[start SOURCE TEXT]

You might have luck using an internal collet that expands inside the pipe and takes the egg shape away while you refinish the outer surface. 

I'm not sure why this material was chosen for the job but maybe you need to consider something more suited to machining and fine tolerances.

Just some thoughts for your consideration.


----------



## pmercer (May 13, 2015)

Hi gents,

It is indeed HDPE pipe used for water or gas (normally with a coloured sheath on it). It can be bought in coils, but can also be purchased in straight lengths. I looked around and I couldn't find any other supplier of HDPE pipe at this size other than water/gas suppliers. 

It must have been manufactured 'round' so I'm wondering if the way it's been stored has caused it to be squashed. 

I still need to make a mandrel to hold the pipe. I'll get photos in next couple of days.

Thanks


----------



## MachineTom (May 14, 2015)

An old adage that fits here is, there is. Not. Any way to polish a turd.

[end SOURCE TEXT]

| PROBLEM TO SOLVE |
Extract from the HDPE pipe thread the passage that opens with the words containing "I still need" and closes with "polish a turd.", copying it character for character.

[start DATA ROWS]

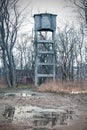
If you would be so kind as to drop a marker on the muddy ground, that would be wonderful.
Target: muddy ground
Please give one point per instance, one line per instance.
(31, 110)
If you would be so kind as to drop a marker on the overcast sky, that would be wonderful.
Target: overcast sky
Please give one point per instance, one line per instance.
(65, 14)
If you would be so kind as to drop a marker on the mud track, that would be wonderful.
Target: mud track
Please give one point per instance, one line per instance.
(30, 110)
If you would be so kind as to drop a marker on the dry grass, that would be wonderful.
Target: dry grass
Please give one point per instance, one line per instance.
(67, 87)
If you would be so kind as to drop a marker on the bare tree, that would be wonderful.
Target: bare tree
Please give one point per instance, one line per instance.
(8, 34)
(70, 44)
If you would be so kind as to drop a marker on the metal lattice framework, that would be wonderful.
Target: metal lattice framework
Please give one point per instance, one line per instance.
(44, 43)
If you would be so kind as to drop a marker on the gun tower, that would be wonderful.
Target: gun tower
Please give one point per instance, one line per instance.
(44, 46)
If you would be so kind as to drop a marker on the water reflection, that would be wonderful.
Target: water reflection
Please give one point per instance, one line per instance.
(8, 114)
(37, 116)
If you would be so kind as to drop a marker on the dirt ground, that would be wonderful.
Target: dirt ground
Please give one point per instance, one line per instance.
(31, 110)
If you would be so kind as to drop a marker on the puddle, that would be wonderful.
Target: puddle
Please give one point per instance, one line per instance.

[end DATA ROWS]

| RESULT OF THIS TASK |
I still need to make a mandrel to hold the pipe. I'll get photos in next couple of days.

Thanks


----------



## MachineTom (May 14, 2015)

An old adage that fits here is, there is. Not. Any way to polish a turd.